Work to do:
Reproduce every line of the listing below word for word, changing nothing.

Input:
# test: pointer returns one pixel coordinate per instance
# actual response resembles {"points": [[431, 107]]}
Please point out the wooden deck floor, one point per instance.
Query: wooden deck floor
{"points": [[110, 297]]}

Written reply:
# test: pointer returns one pixel coordinate per instance
# actual response resembles {"points": [[431, 107]]}
Please point out the wooden deck floor, one point per instance.
Query: wooden deck floor
{"points": [[110, 297]]}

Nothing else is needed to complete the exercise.